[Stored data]
+ + + + + + +

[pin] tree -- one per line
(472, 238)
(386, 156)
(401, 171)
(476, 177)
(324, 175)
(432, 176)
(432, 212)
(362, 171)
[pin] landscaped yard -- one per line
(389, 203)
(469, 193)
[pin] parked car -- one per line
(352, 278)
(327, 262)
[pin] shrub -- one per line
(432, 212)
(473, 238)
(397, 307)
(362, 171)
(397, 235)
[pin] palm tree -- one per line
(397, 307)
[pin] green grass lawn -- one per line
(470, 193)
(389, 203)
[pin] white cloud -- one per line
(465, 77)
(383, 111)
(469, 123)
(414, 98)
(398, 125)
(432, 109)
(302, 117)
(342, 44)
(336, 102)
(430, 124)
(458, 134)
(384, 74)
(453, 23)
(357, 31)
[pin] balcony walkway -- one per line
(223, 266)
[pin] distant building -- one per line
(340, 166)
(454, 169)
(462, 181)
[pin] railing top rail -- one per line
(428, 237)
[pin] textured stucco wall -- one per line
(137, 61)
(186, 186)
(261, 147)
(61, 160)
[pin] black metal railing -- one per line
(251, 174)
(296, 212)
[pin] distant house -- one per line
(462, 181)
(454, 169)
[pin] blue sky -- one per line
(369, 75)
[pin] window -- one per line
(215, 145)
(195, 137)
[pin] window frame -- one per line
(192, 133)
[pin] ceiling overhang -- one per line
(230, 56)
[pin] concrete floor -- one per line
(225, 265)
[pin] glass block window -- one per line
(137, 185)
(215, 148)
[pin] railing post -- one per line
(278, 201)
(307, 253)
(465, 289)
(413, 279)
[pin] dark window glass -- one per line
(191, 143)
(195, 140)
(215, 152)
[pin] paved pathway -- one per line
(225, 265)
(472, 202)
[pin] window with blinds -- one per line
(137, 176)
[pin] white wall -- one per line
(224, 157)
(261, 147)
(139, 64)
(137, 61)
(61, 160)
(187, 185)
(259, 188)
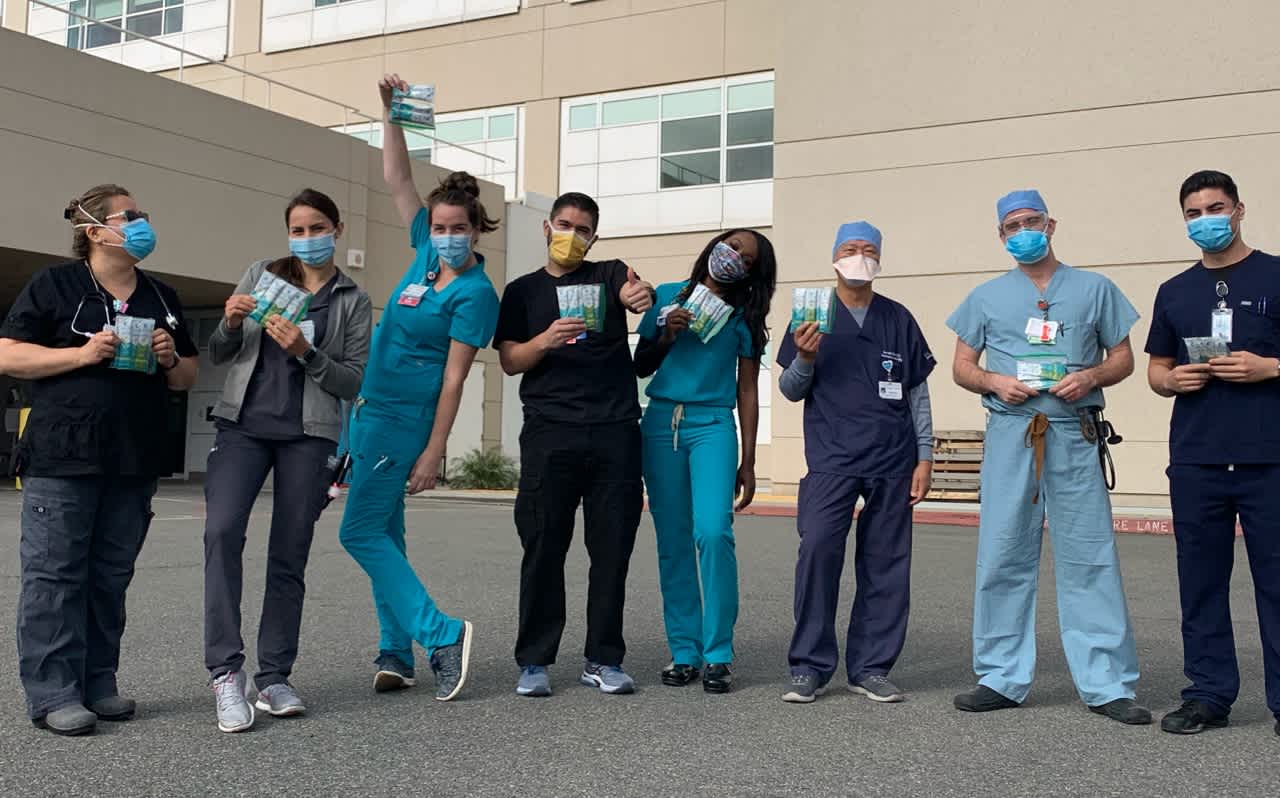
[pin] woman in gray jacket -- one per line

+ + + + + + +

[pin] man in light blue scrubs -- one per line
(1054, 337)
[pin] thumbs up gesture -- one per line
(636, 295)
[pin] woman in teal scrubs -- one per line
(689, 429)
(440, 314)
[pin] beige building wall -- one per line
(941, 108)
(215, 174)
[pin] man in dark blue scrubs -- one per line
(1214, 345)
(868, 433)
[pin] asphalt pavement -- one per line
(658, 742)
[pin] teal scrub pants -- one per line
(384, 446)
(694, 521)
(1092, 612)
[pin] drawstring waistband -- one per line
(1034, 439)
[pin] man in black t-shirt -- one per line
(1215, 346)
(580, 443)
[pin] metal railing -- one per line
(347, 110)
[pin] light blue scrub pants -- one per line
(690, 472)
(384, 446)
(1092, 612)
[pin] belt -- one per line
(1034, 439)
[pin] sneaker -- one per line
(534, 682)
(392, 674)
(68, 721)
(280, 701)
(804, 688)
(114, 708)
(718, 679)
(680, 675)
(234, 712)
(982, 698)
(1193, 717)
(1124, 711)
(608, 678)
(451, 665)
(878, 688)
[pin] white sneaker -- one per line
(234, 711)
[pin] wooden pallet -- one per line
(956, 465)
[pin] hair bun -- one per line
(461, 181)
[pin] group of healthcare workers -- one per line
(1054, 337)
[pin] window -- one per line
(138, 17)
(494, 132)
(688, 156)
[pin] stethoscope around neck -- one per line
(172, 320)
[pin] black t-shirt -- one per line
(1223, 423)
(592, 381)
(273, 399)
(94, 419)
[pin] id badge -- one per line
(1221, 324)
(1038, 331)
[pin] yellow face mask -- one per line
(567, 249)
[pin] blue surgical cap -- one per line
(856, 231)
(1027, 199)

+ + + + + + +

Exercise details — Could you rewrite the material between the lines holding "[pin] white sneaker -- one per line" and "(1027, 199)", inclusive, keeping every line in order and offsetting both numbers in each coordinate pair by 147?

Correct result —
[pin] white sneaker -- one per line
(381, 858)
[pin] wooden pallet -- one per line
(1103, 612)
[pin] hair bun -- one per line
(608, 328)
[pin] group of healthcare workers -- one per line
(1201, 484)
[pin] window -- one per line
(285, 164)
(641, 279)
(835, 303)
[pin] stethoscope around neck -- one per line
(319, 467)
[pin] black t-shirt -- one per line
(1370, 570)
(739, 528)
(420, 546)
(241, 566)
[pin] id badge -- one per line
(1368, 471)
(1185, 478)
[pin] yellow face mask -- one per line
(714, 396)
[pin] blue surgical cap -- one per line
(1003, 378)
(1174, 346)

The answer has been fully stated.